── Extracted text ──

Bacteria are slippery little suckers. They evolve rapidly, developing resistance to antibiotics and therefore becoming increasingly difficult to deal with. Now, for the first time, researchers have caught on film one of the mechanisms the microbes use for this speedy evolution.
Two Vibrio cholerae bacteria – the pathogen responsible for cholera – sit under a microscope, glowing a vivid green. As we watch, a tendril snakes forth from one of the bacterium, harpooning a piece of DNA and carrying it back to its body.
That appendage is called a pili, and the process whereby the bacteria incorporates the new genetic material from a different organism into its own DNA to expedite its evolution is called horizontal gene transfer.
And this is the first time scientists have directly observed a bacterium using a pilus to effect this gene transfer; it’s a mechanism that has been hypothesised for decades.
“Horizontal gene transfer is an important way that antibiotic resistance moves between bacterial species, but the process has never been observed before, since the structures involved are so incredibly small,” said biologist Ankur Dalia of Indiana University Bloomington.

───
── Given entries ──

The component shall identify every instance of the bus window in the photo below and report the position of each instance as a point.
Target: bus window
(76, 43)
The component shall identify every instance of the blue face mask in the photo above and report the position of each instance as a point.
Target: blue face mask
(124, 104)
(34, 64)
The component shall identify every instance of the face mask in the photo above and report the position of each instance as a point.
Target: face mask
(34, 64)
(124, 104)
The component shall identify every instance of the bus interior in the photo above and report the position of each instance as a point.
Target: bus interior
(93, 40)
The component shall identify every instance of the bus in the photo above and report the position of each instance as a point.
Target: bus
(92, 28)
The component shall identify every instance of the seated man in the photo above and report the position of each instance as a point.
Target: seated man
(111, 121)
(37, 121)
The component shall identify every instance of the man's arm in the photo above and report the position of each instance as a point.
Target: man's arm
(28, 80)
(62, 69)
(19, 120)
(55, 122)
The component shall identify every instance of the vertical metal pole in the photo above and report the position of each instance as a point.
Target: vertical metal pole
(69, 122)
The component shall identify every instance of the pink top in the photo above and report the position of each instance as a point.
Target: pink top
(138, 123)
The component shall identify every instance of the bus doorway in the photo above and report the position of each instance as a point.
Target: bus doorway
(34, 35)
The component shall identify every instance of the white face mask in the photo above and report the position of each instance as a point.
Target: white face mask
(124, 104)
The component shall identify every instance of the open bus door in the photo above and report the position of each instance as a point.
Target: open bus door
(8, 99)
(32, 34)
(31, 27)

───

* Directions for this task
Please continue the article about bacteria filmed pulling in DNA with a pilus, picking up after its last paragraph above.

* Result of this task
“It’s important to understand this process, since the more we understand about how bacteria share DNA, the better our chances are of thwarting it.”
Exactly how bacteria used their pili to snare DNA remained elusive, partially because of the extremely small scales involved. A pilus is over 10,000 times thinner than a human hair, which means it’s very difficult to observe.
What the team did – and the reason those bacteria glow with an eerie green light – is develop a new method of painting both the pili and the DNA with fluorescent dye. When they stuck the whole kit and kaboodle under a microscope, they were able to see the process with their own eyes for the first time.